◆ **Task details**
Without the pictures, return each record as it appears.
# START OF The input
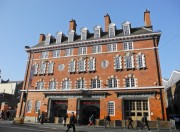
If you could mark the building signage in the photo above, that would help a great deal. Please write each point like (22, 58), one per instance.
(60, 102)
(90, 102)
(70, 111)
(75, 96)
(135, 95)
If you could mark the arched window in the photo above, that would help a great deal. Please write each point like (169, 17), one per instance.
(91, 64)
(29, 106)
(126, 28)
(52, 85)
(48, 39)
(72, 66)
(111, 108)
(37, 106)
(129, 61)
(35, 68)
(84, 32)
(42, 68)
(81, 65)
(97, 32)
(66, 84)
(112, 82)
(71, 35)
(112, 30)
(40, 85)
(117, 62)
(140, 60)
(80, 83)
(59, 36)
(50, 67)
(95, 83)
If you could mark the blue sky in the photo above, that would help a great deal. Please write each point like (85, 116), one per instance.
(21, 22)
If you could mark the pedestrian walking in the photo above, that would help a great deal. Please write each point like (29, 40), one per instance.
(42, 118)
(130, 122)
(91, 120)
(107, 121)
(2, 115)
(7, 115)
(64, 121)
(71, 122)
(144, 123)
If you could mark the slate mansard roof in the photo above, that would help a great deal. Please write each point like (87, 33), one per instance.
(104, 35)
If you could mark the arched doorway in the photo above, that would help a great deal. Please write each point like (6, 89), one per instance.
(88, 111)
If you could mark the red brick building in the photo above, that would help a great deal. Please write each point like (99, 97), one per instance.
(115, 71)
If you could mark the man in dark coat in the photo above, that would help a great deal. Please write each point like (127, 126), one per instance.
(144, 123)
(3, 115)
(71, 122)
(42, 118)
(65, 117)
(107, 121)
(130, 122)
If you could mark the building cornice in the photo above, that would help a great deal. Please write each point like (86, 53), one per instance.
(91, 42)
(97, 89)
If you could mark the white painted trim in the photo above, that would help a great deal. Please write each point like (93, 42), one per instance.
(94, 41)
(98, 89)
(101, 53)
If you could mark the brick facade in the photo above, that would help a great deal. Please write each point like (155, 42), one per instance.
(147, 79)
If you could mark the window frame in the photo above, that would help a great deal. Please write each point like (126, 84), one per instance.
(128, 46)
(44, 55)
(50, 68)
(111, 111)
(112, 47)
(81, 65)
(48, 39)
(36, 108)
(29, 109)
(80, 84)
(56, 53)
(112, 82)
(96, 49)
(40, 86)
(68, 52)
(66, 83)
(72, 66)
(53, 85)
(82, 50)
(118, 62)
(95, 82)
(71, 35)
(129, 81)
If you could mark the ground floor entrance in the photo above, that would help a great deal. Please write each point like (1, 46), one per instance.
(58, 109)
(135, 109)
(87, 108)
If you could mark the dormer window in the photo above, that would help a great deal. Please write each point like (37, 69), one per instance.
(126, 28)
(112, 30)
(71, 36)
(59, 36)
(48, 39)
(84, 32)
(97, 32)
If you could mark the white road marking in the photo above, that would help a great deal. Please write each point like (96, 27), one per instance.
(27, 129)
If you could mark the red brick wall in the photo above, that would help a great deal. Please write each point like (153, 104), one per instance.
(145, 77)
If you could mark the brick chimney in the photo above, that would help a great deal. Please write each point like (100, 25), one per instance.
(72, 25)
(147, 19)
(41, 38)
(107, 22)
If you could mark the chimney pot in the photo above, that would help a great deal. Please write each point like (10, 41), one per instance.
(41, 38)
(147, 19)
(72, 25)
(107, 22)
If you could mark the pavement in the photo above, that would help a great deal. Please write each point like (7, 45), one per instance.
# END OF The input
◆ **Response**
If you could mark the building signage in the photo above, that would help a great deal. Please write each point like (22, 58), one per instance.
(60, 102)
(90, 102)
(70, 111)
(75, 96)
(135, 95)
If you could mark the arched window in the photo above, that would help a great deal. Please write each point like (169, 17), one per instance.
(91, 64)
(29, 106)
(126, 28)
(52, 85)
(48, 39)
(72, 66)
(111, 108)
(37, 106)
(129, 61)
(35, 68)
(84, 32)
(42, 68)
(81, 65)
(97, 32)
(66, 84)
(112, 82)
(71, 35)
(112, 30)
(40, 85)
(117, 62)
(140, 60)
(80, 83)
(59, 36)
(50, 67)
(95, 83)
If you could mark the blue sky in the photo above, that would help a great deal. Please write each point like (85, 116), one per instance.
(21, 22)
If you could mark the pedestrian walking in the photo above, that would help a great deal. Please write each point like (29, 40), one per instance.
(42, 118)
(130, 122)
(91, 120)
(107, 121)
(2, 115)
(7, 115)
(64, 121)
(71, 122)
(144, 123)
If you could mark the slate mansard roof in the photo above, that would help a great deal. Please write each point like (87, 33), one per instance.
(104, 35)
If you could mark the arched doorway in the photo above, that would help a great deal. Please write each point like (6, 89), one per instance.
(88, 111)
If you could mark the red brick building in the photo above, that would help a great deal. Please write each point like (99, 97), one per instance.
(115, 71)
If you could mark the man in dark coat in the photo above, that would help a great deal. Please write each point like (127, 126), one per instance.
(144, 123)
(3, 115)
(71, 122)
(42, 118)
(65, 117)
(107, 121)
(130, 122)
If you could mark the building cornice in the photo above, that would help a great deal. Please write each point like (86, 53), one per instance.
(91, 42)
(97, 89)
If you could mark the white painted trim in the photo above, that would help a great deal. Please write each point like (93, 42), one per instance.
(94, 41)
(98, 89)
(101, 53)
If you could mark the brick facade in the photo above, that would help a great deal. Please write each point like (155, 42), one per instance.
(147, 79)
If you could mark the window frame in the photo above, that would help a great deal. Please write each point like (126, 84), one per instance.
(128, 46)
(44, 55)
(50, 68)
(111, 111)
(112, 47)
(81, 65)
(48, 39)
(36, 108)
(29, 109)
(80, 84)
(56, 53)
(112, 82)
(96, 49)
(40, 86)
(68, 52)
(66, 83)
(72, 66)
(53, 85)
(82, 50)
(118, 62)
(95, 82)
(71, 35)
(129, 81)
If you could mark the ground floor entrance in the photo above, that would help a great deal. Please write each point like (1, 46), one per instance.
(58, 109)
(135, 109)
(87, 108)
If you could mark the dormer window in the photo above, that would help a great deal. Please write each point like (37, 69), one per instance.
(126, 28)
(112, 30)
(71, 36)
(59, 36)
(48, 39)
(84, 32)
(97, 32)
If you could mark the white road marking in the photo above, that would help a great deal. Please write each point like (96, 27), one per instance.
(27, 129)
If you could mark the red brick wall in the photo above, that would help a great deal. Please write each point like (153, 104), one per instance.
(145, 77)
If you could mark the brick chimney in the photo above, that would help a great deal. Please write each point like (100, 25), one per instance.
(72, 25)
(147, 19)
(41, 38)
(107, 22)
If you could mark the chimney pot in the photo above, that would help a great deal. Please write each point like (10, 41), one per instance.
(41, 38)
(147, 19)
(72, 25)
(107, 22)
If you could mark the pavement in the photo above, that would help a great deal. Please write each point like (7, 45), one per instance.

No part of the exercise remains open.